** START DATASET RECORDS **

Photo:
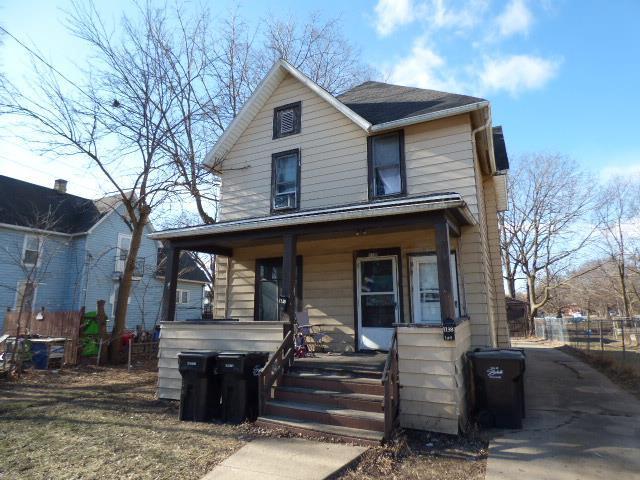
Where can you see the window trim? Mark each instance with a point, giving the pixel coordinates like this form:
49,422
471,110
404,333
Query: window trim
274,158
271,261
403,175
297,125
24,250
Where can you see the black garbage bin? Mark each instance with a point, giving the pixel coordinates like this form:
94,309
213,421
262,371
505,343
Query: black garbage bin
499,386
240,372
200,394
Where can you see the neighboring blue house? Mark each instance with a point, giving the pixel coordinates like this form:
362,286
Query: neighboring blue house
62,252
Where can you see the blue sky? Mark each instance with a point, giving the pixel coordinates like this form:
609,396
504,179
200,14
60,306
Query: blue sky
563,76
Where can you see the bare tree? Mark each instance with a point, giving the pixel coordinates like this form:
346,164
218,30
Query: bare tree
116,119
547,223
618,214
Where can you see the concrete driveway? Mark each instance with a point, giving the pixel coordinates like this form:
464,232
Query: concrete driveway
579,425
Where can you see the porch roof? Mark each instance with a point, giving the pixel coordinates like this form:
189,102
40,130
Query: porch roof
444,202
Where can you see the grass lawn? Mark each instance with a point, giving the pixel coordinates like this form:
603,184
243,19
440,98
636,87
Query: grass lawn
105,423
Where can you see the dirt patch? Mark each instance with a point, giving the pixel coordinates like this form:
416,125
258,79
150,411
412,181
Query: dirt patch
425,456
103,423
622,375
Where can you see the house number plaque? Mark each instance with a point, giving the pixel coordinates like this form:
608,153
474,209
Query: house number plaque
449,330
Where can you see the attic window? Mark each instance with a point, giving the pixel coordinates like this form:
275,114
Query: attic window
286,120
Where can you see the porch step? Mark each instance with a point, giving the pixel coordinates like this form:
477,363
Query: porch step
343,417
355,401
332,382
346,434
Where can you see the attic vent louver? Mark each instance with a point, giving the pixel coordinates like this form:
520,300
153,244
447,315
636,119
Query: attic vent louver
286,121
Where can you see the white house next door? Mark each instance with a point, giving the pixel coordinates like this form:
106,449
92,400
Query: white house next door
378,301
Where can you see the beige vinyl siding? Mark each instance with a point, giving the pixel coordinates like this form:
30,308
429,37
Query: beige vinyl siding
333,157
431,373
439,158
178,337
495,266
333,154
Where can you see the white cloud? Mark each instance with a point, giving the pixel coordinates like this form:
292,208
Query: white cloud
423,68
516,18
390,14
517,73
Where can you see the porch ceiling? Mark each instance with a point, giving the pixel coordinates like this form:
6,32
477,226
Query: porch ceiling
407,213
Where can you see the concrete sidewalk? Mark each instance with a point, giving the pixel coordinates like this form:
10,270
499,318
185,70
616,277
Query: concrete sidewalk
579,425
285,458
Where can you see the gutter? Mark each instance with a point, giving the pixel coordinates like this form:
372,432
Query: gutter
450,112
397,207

** END DATASET RECORDS **

■ WHAT TO PRODUCE:
Please format the lines of the records as a Markdown table with columns named Row and Text, starting at the line that contains "Where can you see the concrete sidewalk?" and ending at the last line of the records. Leave out blank lines.

■ FINISHED ANSWER:
| Row | Text |
|---|---|
| 1 | Where can you see the concrete sidewalk? Mark each instance with a point, giving the pixel coordinates like this form: |
| 2 | 10,270 |
| 3 | 499,318 |
| 4 | 185,70 |
| 5 | 616,277 |
| 6 | Query: concrete sidewalk |
| 7 | 579,425 |
| 8 | 285,458 |
| 9 | Where can you see the gutter? Mark each instance with a point, giving the pixel coordinates like this form: |
| 10 | 372,432 |
| 11 | Query: gutter |
| 12 | 450,112 |
| 13 | 397,207 |